*PROVIDED PASSAGE*:
The paper would arrive in Dar es Salaam from Nairobi in an afternoon flight. At around 6 PM, our 2nd floor neighbour at Islamabad Flats on United Nations Road, (Late) Akbar Ladha, would knock on my door on his way up and hand me a copy of the paper. He and Sherali Bhai owned a prestigious camera shop on Dar es Salaam’s Independence Avenue, and received letters and packages from all over the world from their clients and suppliers. Akber Bhai knew I was an avid stamp collector, and he would pass all foreign envelopes to me.
On Saturday afternoon, I would cycle to downtown to get my own copy of the early editions of the Sunday Nation and the Sunday Post — without the English premier league results! I became conversant with many of the Nation’s columnists, writers and photographers as well as editors. Among them were Philip Ochieng (who would later join the Tanzania’s Daily News for a brief period), Kul Bhushan who reviewed Indian films, sports writer and editor Norman da Costa, chief reporter Cyprian Fernandes, Ismaili reporter Sultan Jessa and photographer Azhar Chaudary, among several others.

*THE PROBLEM*:
In the passage about receiving the newspaper in Dar es Salaam, on which avenue was the camera shop owned by Akbar Ladha and Sherali Bhai located? The material after this passage is separate from it.

*GIVEN ENTRIES*:
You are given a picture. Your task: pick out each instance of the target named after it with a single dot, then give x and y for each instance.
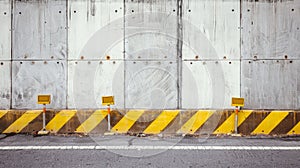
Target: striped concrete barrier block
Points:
(192, 122)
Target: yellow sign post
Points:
(237, 102)
(107, 101)
(44, 99)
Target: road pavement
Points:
(154, 151)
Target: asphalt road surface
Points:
(129, 151)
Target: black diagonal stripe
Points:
(178, 122)
(34, 126)
(252, 121)
(286, 124)
(181, 119)
(213, 122)
(115, 117)
(70, 126)
(144, 121)
(9, 118)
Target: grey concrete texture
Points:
(150, 54)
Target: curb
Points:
(152, 122)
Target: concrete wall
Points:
(159, 54)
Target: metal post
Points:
(236, 120)
(108, 118)
(44, 118)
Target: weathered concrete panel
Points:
(99, 23)
(5, 84)
(5, 34)
(218, 21)
(151, 85)
(39, 30)
(31, 78)
(88, 81)
(151, 30)
(271, 84)
(270, 30)
(210, 84)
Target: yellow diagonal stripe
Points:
(295, 130)
(22, 122)
(127, 121)
(161, 122)
(270, 122)
(89, 124)
(228, 125)
(60, 120)
(2, 113)
(195, 122)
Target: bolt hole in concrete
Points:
(158, 98)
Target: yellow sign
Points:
(44, 99)
(108, 100)
(237, 102)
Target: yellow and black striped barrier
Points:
(191, 122)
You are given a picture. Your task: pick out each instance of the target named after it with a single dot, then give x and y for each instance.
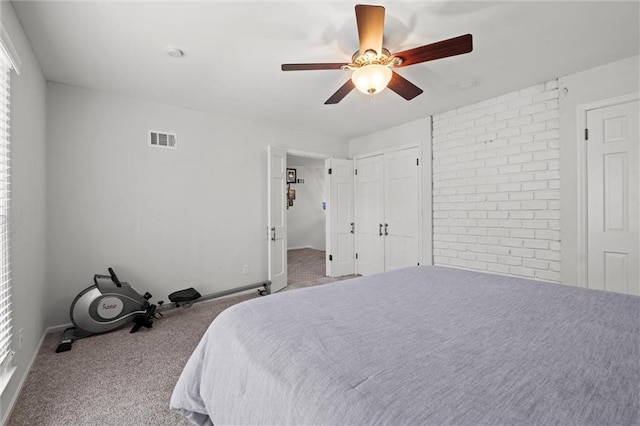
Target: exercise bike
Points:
(110, 304)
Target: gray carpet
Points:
(120, 378)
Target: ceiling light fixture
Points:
(174, 52)
(372, 72)
(371, 79)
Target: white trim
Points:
(7, 46)
(581, 163)
(416, 144)
(308, 154)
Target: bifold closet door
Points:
(401, 209)
(370, 215)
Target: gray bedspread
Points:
(419, 346)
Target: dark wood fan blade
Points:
(442, 49)
(311, 67)
(341, 93)
(403, 87)
(370, 20)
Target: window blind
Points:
(5, 271)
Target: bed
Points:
(425, 345)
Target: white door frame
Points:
(581, 163)
(318, 156)
(423, 222)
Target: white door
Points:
(277, 219)
(613, 197)
(370, 215)
(340, 253)
(401, 209)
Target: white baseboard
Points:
(14, 398)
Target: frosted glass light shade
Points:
(371, 79)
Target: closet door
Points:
(369, 215)
(401, 209)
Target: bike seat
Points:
(186, 295)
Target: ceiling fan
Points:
(373, 65)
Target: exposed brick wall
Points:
(496, 185)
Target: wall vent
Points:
(162, 139)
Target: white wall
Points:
(306, 218)
(608, 81)
(416, 133)
(163, 219)
(28, 209)
(496, 184)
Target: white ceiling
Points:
(233, 53)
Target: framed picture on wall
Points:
(291, 175)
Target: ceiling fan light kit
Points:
(371, 79)
(372, 64)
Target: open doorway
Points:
(306, 220)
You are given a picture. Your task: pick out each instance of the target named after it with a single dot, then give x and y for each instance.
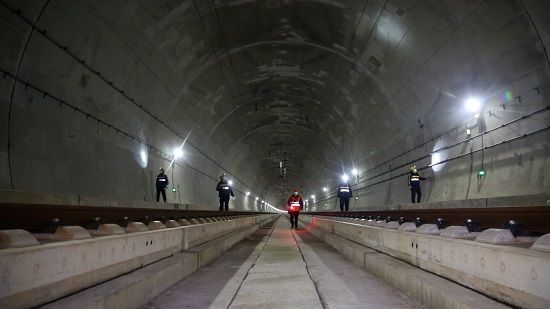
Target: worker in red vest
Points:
(295, 204)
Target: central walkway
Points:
(281, 268)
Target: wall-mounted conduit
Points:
(100, 122)
(503, 142)
(111, 84)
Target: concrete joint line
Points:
(321, 300)
(251, 266)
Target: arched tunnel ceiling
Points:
(319, 85)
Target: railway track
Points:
(46, 218)
(534, 220)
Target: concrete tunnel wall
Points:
(320, 85)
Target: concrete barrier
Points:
(32, 276)
(514, 275)
(431, 290)
(134, 290)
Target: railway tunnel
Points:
(279, 96)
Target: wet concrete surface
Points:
(277, 267)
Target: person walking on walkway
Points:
(295, 204)
(224, 192)
(414, 184)
(344, 193)
(161, 183)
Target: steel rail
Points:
(536, 219)
(45, 218)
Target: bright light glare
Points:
(473, 105)
(143, 158)
(178, 152)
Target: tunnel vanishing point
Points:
(279, 96)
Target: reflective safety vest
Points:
(415, 178)
(344, 189)
(294, 206)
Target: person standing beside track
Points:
(414, 184)
(295, 204)
(224, 192)
(161, 183)
(344, 193)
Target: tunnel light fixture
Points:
(177, 152)
(473, 104)
(345, 178)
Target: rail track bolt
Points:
(441, 223)
(517, 228)
(52, 225)
(473, 226)
(123, 221)
(93, 224)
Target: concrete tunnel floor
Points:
(277, 267)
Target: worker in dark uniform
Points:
(295, 204)
(344, 194)
(224, 192)
(414, 184)
(162, 183)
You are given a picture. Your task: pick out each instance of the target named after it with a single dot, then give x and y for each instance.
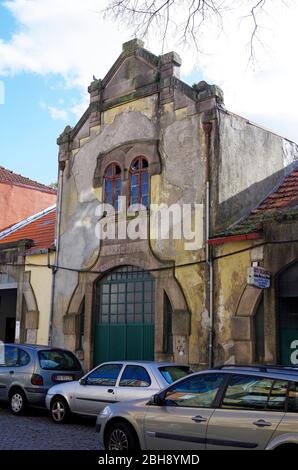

*REPLY*:
Independence Avenue in Dar es Salaam.